Stored data entries
= = = =

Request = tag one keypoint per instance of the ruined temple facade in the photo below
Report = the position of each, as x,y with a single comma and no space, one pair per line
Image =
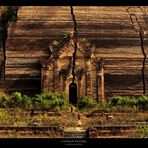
111,57
89,76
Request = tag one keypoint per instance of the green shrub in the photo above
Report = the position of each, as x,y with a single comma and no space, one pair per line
50,100
16,99
142,102
26,102
87,102
3,100
143,131
114,100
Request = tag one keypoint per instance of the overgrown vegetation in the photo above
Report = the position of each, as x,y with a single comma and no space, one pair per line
49,100
140,103
143,131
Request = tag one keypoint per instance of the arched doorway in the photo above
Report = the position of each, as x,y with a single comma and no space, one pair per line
73,93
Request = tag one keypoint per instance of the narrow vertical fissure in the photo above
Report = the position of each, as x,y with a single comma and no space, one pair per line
137,27
141,33
75,43
9,14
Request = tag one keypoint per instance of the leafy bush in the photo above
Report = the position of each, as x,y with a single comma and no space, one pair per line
142,101
143,131
50,100
16,99
26,102
3,100
87,102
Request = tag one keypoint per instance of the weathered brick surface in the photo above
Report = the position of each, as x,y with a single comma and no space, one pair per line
109,28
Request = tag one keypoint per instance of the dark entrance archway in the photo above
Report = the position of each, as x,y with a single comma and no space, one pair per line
73,93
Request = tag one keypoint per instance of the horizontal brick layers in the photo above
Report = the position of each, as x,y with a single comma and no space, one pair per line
109,28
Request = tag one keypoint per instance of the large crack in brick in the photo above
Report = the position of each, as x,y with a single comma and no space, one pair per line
75,43
138,28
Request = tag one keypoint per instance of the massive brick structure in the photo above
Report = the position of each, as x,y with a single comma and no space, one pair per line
117,63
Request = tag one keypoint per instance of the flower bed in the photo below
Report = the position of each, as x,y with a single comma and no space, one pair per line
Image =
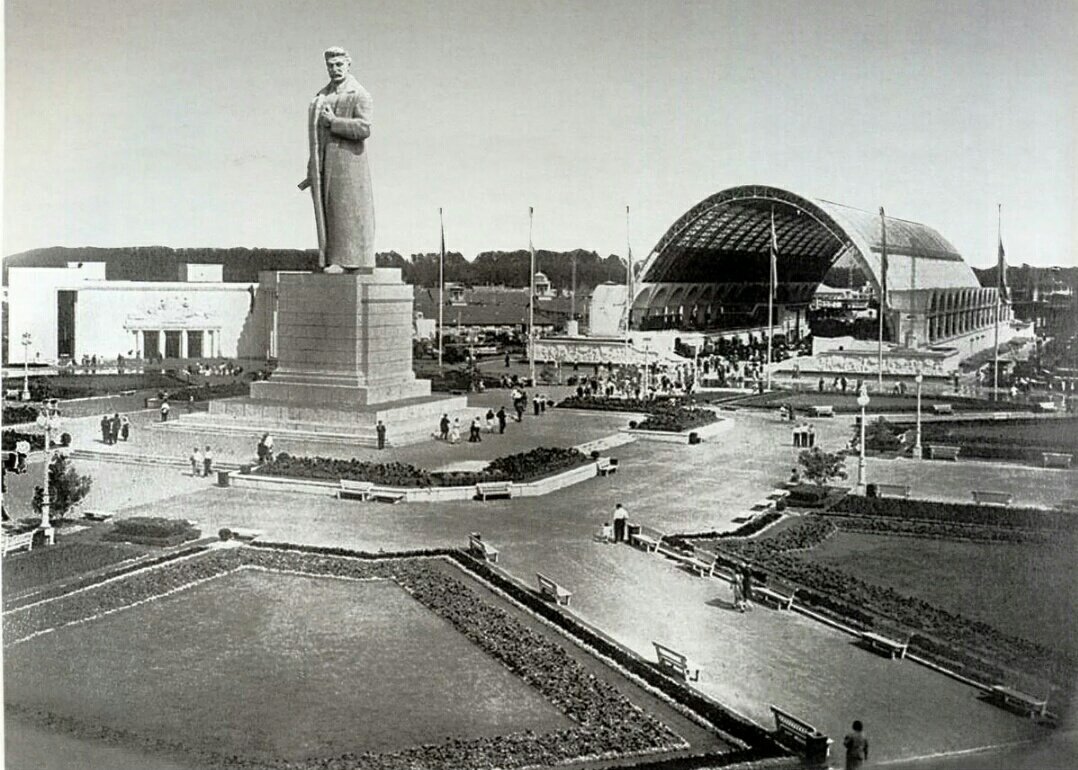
937,634
10,438
677,420
606,723
955,512
527,466
152,531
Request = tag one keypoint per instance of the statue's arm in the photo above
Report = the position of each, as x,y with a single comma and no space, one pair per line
358,126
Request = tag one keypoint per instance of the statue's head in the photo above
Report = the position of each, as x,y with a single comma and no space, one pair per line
337,63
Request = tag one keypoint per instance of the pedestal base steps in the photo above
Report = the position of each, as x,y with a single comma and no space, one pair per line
408,422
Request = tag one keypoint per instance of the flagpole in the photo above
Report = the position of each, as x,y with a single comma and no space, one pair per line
883,298
999,301
441,287
531,302
771,294
629,283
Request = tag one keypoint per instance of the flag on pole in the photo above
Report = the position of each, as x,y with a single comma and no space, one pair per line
774,257
1002,270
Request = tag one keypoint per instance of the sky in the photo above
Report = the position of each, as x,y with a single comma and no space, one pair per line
183,122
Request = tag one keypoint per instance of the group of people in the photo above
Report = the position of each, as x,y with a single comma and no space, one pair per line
202,461
115,428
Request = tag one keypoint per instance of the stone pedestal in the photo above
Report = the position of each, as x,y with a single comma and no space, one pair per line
343,340
344,353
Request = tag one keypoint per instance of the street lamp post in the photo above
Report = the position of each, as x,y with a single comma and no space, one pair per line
50,421
862,401
917,451
26,366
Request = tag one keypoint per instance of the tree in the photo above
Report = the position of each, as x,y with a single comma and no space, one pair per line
66,489
820,467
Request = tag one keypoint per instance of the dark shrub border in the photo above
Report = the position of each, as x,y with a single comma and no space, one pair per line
607,722
526,466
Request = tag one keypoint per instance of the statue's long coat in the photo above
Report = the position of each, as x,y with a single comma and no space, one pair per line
340,176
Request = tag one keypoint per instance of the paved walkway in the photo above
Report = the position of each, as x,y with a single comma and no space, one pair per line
748,661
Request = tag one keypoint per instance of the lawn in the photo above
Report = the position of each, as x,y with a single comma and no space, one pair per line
1024,590
277,667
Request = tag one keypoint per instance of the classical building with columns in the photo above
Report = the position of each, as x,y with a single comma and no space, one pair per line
74,312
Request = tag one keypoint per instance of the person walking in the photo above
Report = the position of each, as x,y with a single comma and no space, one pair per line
620,522
857,746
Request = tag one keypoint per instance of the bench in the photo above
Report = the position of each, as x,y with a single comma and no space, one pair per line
893,491
648,537
605,466
1023,702
97,516
943,452
15,542
551,590
494,489
703,563
386,495
355,489
884,645
994,498
1056,459
481,548
806,738
777,594
676,663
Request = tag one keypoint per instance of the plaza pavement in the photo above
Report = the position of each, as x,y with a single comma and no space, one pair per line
748,661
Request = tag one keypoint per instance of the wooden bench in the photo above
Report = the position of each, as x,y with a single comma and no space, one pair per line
605,466
676,663
551,590
777,594
355,489
648,537
1056,459
384,494
893,491
15,542
806,738
703,563
884,645
943,452
995,498
481,548
1022,702
494,489
97,516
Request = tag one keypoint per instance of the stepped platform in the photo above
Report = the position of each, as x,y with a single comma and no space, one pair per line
408,421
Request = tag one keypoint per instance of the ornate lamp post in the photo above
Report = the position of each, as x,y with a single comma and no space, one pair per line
26,366
917,450
862,401
50,421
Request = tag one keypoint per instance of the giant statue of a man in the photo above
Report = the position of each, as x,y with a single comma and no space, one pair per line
339,124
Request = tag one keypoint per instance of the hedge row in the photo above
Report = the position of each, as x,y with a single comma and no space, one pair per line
983,648
527,466
606,723
955,512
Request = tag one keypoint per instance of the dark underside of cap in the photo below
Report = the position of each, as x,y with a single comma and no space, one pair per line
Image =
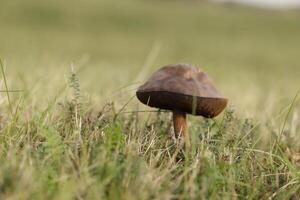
204,106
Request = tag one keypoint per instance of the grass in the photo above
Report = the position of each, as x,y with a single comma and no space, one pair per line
76,131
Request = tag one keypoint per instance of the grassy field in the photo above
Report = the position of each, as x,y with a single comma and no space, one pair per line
76,130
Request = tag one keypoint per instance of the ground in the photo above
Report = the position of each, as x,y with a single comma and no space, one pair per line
76,130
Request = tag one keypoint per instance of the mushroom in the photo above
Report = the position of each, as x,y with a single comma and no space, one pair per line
183,89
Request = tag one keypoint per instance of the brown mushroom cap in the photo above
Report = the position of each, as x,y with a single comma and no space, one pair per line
184,88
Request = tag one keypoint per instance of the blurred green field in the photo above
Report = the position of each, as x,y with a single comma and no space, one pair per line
251,54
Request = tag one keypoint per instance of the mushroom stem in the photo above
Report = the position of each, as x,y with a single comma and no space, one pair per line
180,126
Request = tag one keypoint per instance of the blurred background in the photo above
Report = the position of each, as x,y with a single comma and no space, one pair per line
251,52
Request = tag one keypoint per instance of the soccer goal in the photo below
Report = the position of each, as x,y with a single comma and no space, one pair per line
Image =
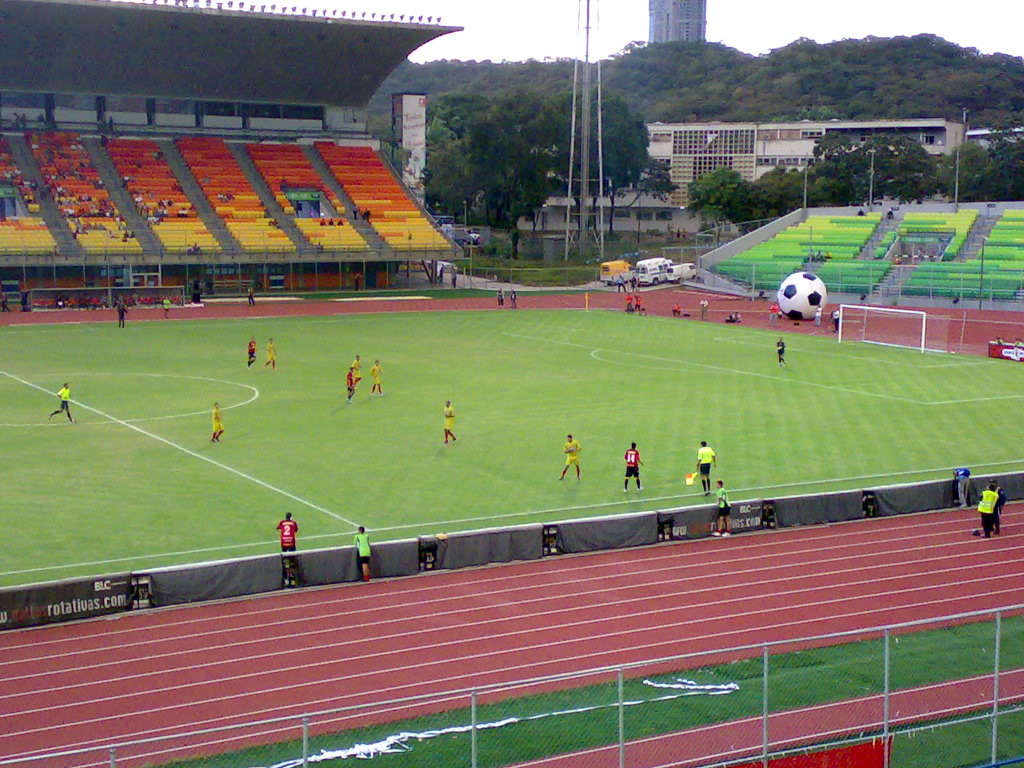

= = = =

TASK TO CARRY OUT: Set down each entry above exactly as it appears. Omit the pictures.

EXERCISE SOLUTION:
Request = tag one keypoint per instance of the ruined temple facade in the photo below
Report = the position of each, as x,y with a single comma and no space, one pair per line
Image =
111,57
89,76
Request = tag one keypoint per instance of the green shrub in the photo above
Report = the position of each, as x,y with a single comma and no space, one pair per line
50,100
16,99
142,102
26,102
87,102
3,100
143,131
114,100
Request = tag one keypoint per instance of the overgrown vegetation in the photo above
Report = the position of each, as x,y with a single comma and no space, one pair per line
49,100
140,103
143,131
Request = tag one keypoint per instance of the arched doorway in the photo above
Report = the position of each, as x,y with a single comma and no space, one pair per line
73,93
Request = tag one keypoint per instance of the narrow vertical fissure in the photo above
Report = the position of each, as x,y with a single comma and no space, one pair per line
137,27
141,33
75,43
9,14
Request = tag one keypoint per instance of the leafy bush in the photo above
Report = the position of each, as x,y with a single comma and no space, one pair per line
142,101
143,131
50,100
16,99
26,102
3,100
87,102
Request = tag one keypoint per instance of the weathered brick surface in the photo above
Report = the position of each, as x,y with a single comma and no space, one pair per line
109,28
Request = tag one keypoint per instance of the dark entrance archway in the photo above
Report = the position of each, as x,y with a single comma and no space, one pair per line
73,93
Request = tag one keypoint per instance of the horizontal brick layers in the photo above
Report = the position of each, as x,y with a single comma and no space, one pair per line
109,28
Request = tag one keypoint per instance of the large crack in brick in the photo above
Report = the position of each, as x,y with a single comma and no space, one pair per line
75,43
138,28
Request = tag one keypoint per instance of the massive brick structure in the photo above
Report = the position of each, as x,y with a single comma and no space, one pair per line
117,63
Request = tag one keypoint per instance of the flower bed in the photo below
Report = the position of each, as x,y with a single comma and no space, one pair per line
Image =
937,634
10,438
677,420
606,723
955,512
527,466
152,531
Request = tag one keypoint per instance of the statue's arm in the photo above
Report = the position of each, as x,y with a single comma and no space, one pair per line
358,126
Request = tag one keypoint per instance of the statue's head in the photo above
Report = the position of each, as x,y with a single comma and no space, one pair per line
337,63
Request = tag one keypoint per instance of the pedestal base steps in the photo above
Report = the position of each, as x,y with a single comma and no space, one pair per line
408,422
Request = tag one keypoint per instance of the flagpole in the photo above
Report = the position of each, as x,y with a single comma and no space, one pair per line
883,298
999,301
441,287
531,302
771,294
629,283
Request = tag one keypoint per instance of the flag on pole in the photo above
Report = the position of each, as x,y with a single comma and no space, one pair per line
774,257
1002,270
Request = tag one keypoint per instance of the sky in the photo above
Report = the position of each, as x,y with a single comma and no space, one pair per line
183,122
Request = tag one keypoint per instance of the group of people in the photo above
Report = the position of each, as x,y with a single comma and no space, one pair per line
202,461
115,428
Request = tag one keypoint per instance of the stone pedestal in the photo above
Report = the position of each, as x,y with a single comma and no space, one pair per line
343,340
344,353
Request = tag one keypoint per instance of the street lamp post in the photo above
Report = the position of each, as x,y with a single comma and no space, one pair per line
50,421
862,401
917,451
26,366
Request = tag one keypoint per instance of the tree in the photo above
Report = the position of each, as x,y with a single comma and no space, one pair per line
66,489
820,467
Request = tag one keypoint per instance of the dark shrub border in the photo above
Report = the position of each, as x,y with a single comma and no space, one pair per line
607,722
526,466
Request = tag one keypoint per instance of the statue's long coat in the photo above
Report = the position of each, as x,y with a single comma and no space, one pair per line
340,176
Request = tag one keypoint per instance of the paved walkway in the photo above
Report = the position of each, as x,y with a single comma and no space, one pair per line
748,661
Request = tag one keypoint per instance of the lawn in the photo above
Report = the position of each, as x,y with a single comma and no space, one pair per line
1024,590
277,667
Request = tag one keypoint per instance of the classical building with columns in the photo above
Report = the position of each, as x,y with a single comma and no space, one pair per line
74,312
Request = tag one keypoint per instance of the person walking in the photo above
Report = the position of each, as x,y with a single comma and no space, one pair per line
620,522
857,746
Request = tag one keypoint per instance of the bench in the photo above
Report = the position of each, as x,y with a single comma and no space, one pair per line
893,491
648,537
605,466
1023,702
97,516
943,452
15,542
551,590
494,489
703,563
386,495
355,489
884,645
994,498
1056,459
481,548
806,738
777,594
676,663
Request = tag one keypoint per instance of the plaza pavement in the photo above
Report = the position of each, as x,y with a single comma and no space, one pair per line
748,661
Request = tag one keypoint per instance of the wooden bench in the photo above
Report = the position of each, as x,y with a single comma and no space, one pair per line
605,466
676,663
551,590
777,594
355,489
648,537
1056,459
384,494
893,491
15,542
806,738
703,563
884,645
943,452
995,498
481,548
1022,702
494,489
97,516
Request = tag one keypoint per instance of the stepped platform in the photo above
Report = the position of each, as x,y with a single comma and no space, one pair per line
408,421
Request = tag one keypoint per instance of the ornate lamp post in the photo above
Report = the position of each, as x,y with a single comma and no space, one pair per line
26,366
917,450
862,401
50,421
Request = tag one keypoint per instance of the giant statue of a man in the photo above
Report = the position of each, as x,y with a single comma and no space, one pair per line
339,124
Request = tag one keypoint per instance of the hedge row in the photo above
Report = the position of each, as x,y with a single comma and no space, one pair per line
983,648
527,466
606,723
955,512
Request = tag one keypoint per instance of the dark underside of cap in the photo below
Report = the position of each, as x,y with a single comma and no space, one pair per line
Image =
204,106
Request = tag one keypoint per instance of the grass in the photo above
Report = the position of each, as x,y with a single comma and no space, one pair per line
76,131
Request = tag one keypoint per instance of the grassy field in the photo above
Report = the position of each, as x,y with a single comma and no space, one pair per line
76,130
Request = tag one keypoint per instance of the ground in the photo above
Report = the position of each, as x,y with a single comma and no space, one pair per line
76,130
Request = tag one keypoint per instance of the mushroom in the photo above
Report = the position of each, as x,y with a single comma and no space, one pair per line
183,89
Request = tag one keypoint per instance of the brown mushroom cap in the photo above
Report = the position of each, as x,y with a single comma and no space, one pair per line
184,88
Request = tag one keypoint per instance of the blurred green field in the photo above
Report = the position of each, as x,y with a single comma and no space, one pair per line
251,54
Request = tag one keypoint per instance of the mushroom stem in the photo above
Report = the position of each, as x,y with a single comma and no space, one pair per line
180,126
Request = tag one keypoint per instance of the blurred background in the photo above
Report = the position of each, as x,y with a single comma and no space, one pair per line
251,52
Request = tag one keypoint per instance of the soccer goal in the photo below
Report = the position of each, as x,y with a single comma and no space, one pair per line
Image =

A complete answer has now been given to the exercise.